> [Exercise materials]:
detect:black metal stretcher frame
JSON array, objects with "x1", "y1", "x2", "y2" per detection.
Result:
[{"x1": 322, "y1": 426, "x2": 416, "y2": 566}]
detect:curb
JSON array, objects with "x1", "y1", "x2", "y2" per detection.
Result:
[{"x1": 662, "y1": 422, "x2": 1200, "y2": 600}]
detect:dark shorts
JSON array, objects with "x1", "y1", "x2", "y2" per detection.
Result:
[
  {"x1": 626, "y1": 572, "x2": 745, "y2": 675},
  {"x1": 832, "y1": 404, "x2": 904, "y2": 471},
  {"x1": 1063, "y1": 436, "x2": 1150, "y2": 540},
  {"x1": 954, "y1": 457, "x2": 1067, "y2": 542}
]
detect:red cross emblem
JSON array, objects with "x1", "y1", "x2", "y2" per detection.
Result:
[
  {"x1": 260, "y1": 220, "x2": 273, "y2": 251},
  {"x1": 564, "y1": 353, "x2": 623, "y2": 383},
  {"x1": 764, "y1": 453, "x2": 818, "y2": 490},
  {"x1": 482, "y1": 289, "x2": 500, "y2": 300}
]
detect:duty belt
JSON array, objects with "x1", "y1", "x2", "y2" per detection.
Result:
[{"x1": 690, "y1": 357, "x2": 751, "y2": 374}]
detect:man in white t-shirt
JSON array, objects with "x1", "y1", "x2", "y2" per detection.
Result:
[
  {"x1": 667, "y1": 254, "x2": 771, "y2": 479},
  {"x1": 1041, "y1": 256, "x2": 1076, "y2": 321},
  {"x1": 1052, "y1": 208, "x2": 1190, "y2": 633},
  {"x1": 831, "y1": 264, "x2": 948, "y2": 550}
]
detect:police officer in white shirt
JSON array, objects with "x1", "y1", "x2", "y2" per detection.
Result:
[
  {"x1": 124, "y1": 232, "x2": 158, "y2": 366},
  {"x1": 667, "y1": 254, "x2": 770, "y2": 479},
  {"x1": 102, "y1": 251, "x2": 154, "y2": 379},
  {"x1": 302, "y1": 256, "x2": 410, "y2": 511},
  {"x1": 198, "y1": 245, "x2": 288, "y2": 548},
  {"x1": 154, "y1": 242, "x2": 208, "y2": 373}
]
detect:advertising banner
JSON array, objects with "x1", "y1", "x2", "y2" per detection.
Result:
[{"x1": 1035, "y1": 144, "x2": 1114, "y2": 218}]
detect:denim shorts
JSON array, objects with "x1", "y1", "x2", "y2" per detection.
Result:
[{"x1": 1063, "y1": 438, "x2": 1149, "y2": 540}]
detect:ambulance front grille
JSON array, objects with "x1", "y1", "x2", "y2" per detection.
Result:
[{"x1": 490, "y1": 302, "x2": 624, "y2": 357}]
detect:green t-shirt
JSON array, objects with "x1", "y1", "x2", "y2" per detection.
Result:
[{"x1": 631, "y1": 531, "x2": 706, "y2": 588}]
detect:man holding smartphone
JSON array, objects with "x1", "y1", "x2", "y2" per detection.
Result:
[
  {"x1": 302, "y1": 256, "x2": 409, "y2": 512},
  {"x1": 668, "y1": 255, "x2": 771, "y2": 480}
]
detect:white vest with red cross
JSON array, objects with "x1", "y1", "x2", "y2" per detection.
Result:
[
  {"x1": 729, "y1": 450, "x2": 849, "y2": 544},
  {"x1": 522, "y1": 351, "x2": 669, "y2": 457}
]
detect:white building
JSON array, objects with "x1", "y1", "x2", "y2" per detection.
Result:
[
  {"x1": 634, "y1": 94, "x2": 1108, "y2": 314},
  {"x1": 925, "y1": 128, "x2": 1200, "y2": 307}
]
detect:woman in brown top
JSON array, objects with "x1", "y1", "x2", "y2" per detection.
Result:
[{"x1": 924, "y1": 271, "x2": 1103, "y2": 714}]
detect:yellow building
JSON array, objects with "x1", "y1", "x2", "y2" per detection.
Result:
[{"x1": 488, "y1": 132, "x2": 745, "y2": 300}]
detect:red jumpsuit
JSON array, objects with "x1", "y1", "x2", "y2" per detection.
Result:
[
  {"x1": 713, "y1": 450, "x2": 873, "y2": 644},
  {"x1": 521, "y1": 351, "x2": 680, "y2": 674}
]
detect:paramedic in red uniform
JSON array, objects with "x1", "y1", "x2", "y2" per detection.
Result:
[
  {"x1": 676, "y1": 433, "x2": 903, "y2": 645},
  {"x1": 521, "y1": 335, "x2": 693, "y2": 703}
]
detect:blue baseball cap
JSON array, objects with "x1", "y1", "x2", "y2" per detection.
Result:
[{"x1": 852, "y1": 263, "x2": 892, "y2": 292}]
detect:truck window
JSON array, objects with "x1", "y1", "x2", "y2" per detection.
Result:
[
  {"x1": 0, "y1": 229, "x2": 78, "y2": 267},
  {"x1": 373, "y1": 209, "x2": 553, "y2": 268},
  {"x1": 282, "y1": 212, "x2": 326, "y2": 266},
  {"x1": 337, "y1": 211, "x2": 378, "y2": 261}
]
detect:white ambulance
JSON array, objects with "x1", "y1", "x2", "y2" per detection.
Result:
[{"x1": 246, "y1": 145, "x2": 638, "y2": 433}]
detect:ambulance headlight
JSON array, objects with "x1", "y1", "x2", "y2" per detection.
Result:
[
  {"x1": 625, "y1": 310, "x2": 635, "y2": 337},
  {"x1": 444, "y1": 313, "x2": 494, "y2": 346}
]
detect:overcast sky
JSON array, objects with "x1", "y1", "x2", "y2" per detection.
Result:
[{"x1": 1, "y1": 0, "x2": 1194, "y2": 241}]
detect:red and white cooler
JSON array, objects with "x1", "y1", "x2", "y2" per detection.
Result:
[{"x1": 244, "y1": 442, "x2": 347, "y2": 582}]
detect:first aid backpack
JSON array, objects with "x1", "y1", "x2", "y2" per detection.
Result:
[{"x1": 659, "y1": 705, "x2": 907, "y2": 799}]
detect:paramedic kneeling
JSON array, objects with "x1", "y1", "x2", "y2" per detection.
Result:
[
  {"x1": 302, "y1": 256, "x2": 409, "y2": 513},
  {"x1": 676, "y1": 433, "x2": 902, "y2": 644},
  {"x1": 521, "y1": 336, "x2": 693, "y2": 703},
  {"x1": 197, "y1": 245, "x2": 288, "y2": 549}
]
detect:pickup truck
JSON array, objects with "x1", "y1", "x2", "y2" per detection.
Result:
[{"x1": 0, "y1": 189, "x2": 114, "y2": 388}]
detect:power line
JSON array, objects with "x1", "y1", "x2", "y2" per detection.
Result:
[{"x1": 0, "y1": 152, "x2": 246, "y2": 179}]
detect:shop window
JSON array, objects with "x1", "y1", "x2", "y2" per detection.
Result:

> [Exercise details]:
Start at the first line of the material. Reproduce every line exactly, ending with the line that holds "detect:police officer in white shirt".

> [Result of this task]:
detect:black metal stretcher frame
JSON array, objects with "x1", "y1", "x2", "y2" per detection.
Result:
[{"x1": 322, "y1": 426, "x2": 416, "y2": 566}]
detect:curb
JSON array, objects with "x1", "y1", "x2", "y2" per detection.
Result:
[{"x1": 662, "y1": 422, "x2": 1200, "y2": 600}]
detect:dark shorts
JSON array, objects with "x1", "y1", "x2", "y2" per detection.
Result:
[
  {"x1": 626, "y1": 572, "x2": 745, "y2": 675},
  {"x1": 832, "y1": 404, "x2": 904, "y2": 471},
  {"x1": 1063, "y1": 436, "x2": 1150, "y2": 540},
  {"x1": 954, "y1": 457, "x2": 1067, "y2": 542}
]
detect:red cross emblem
JSON array, objects with "x1", "y1", "x2", "y2" per detection.
Result:
[
  {"x1": 260, "y1": 220, "x2": 273, "y2": 251},
  {"x1": 564, "y1": 353, "x2": 623, "y2": 383},
  {"x1": 764, "y1": 453, "x2": 818, "y2": 490},
  {"x1": 482, "y1": 289, "x2": 500, "y2": 300}
]
detect:duty belt
JSON array, objects with "x1", "y1", "x2", "y2" per detection.
Result:
[{"x1": 690, "y1": 357, "x2": 751, "y2": 374}]
detect:man in white t-shirt
JSON array, objects with "x1", "y1", "x2", "y2" per detection.
Result:
[
  {"x1": 667, "y1": 254, "x2": 771, "y2": 479},
  {"x1": 1041, "y1": 256, "x2": 1076, "y2": 321},
  {"x1": 1052, "y1": 208, "x2": 1190, "y2": 633},
  {"x1": 831, "y1": 264, "x2": 948, "y2": 550}
]
detect:police officer in white shirt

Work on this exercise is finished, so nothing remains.